* **Problem description**
Could you return every line of the material that contains the word "faint"?

* **Exercise data**
______________________________
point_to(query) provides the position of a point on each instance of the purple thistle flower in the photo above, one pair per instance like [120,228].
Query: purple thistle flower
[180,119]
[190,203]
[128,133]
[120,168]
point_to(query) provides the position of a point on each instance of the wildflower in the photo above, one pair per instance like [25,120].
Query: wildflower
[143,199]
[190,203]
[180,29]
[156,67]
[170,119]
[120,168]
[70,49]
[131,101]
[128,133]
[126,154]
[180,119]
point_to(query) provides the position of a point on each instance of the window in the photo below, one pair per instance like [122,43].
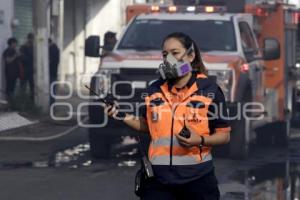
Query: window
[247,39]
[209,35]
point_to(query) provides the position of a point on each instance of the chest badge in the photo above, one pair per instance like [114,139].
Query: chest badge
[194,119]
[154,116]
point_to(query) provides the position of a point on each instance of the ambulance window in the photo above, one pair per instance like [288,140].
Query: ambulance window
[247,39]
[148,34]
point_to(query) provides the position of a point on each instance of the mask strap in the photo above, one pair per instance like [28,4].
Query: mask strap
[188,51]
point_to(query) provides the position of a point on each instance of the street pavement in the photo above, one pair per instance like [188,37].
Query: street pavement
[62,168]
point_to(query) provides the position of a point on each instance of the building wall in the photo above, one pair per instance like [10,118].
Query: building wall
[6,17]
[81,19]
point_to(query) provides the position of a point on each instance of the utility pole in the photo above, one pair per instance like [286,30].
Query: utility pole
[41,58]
______________________________
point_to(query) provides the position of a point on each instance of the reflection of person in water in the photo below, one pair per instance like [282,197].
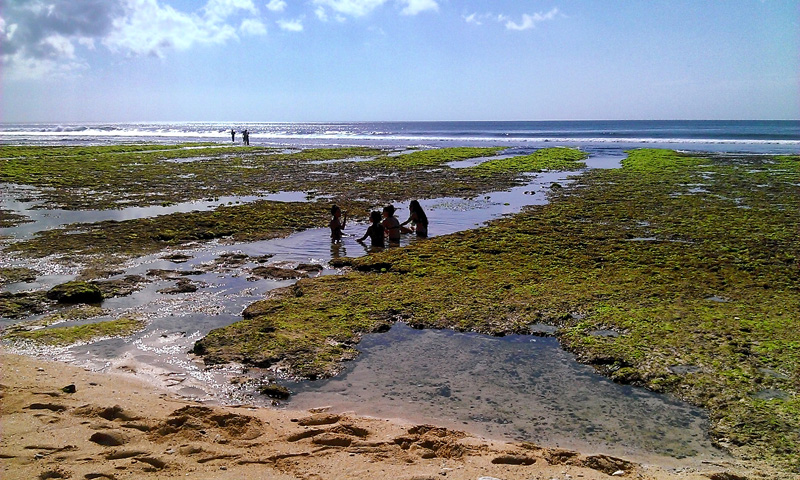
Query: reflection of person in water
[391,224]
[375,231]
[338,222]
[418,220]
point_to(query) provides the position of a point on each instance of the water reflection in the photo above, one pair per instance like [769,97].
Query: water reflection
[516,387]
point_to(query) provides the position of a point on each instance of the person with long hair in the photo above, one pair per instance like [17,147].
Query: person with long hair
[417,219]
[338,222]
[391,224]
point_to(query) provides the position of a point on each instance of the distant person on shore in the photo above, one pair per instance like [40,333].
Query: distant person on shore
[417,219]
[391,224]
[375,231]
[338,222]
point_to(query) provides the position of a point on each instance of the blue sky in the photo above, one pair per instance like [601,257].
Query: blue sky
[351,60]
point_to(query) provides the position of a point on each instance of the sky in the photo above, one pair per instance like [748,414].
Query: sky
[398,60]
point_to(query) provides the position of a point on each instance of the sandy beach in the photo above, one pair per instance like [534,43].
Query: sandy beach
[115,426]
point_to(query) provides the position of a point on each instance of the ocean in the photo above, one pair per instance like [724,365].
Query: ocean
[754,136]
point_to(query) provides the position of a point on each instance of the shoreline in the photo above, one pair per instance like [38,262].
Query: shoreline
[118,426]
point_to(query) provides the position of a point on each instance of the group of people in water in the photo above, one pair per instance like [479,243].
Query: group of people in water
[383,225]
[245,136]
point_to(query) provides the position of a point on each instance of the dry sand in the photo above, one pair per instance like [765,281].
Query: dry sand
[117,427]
______________________________
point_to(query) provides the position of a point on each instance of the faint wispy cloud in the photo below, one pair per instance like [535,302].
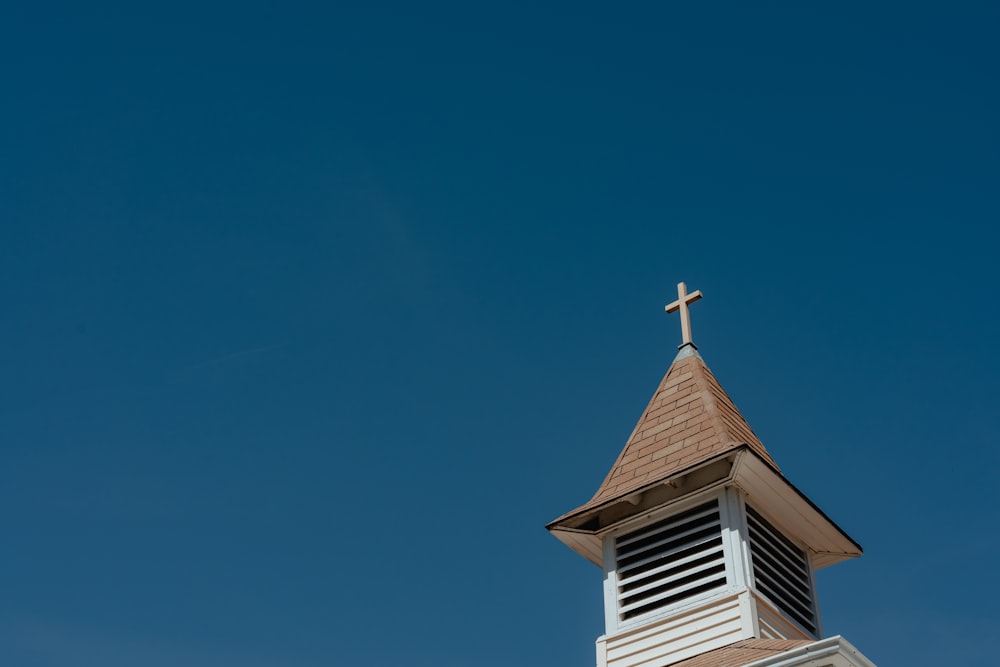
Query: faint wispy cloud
______________________________
* **Answer to this task**
point_to(query) provides the position of a point on each instance of the faint wispy cloud in the photo below, one pair per instance like [535,302].
Query: faint wispy cloud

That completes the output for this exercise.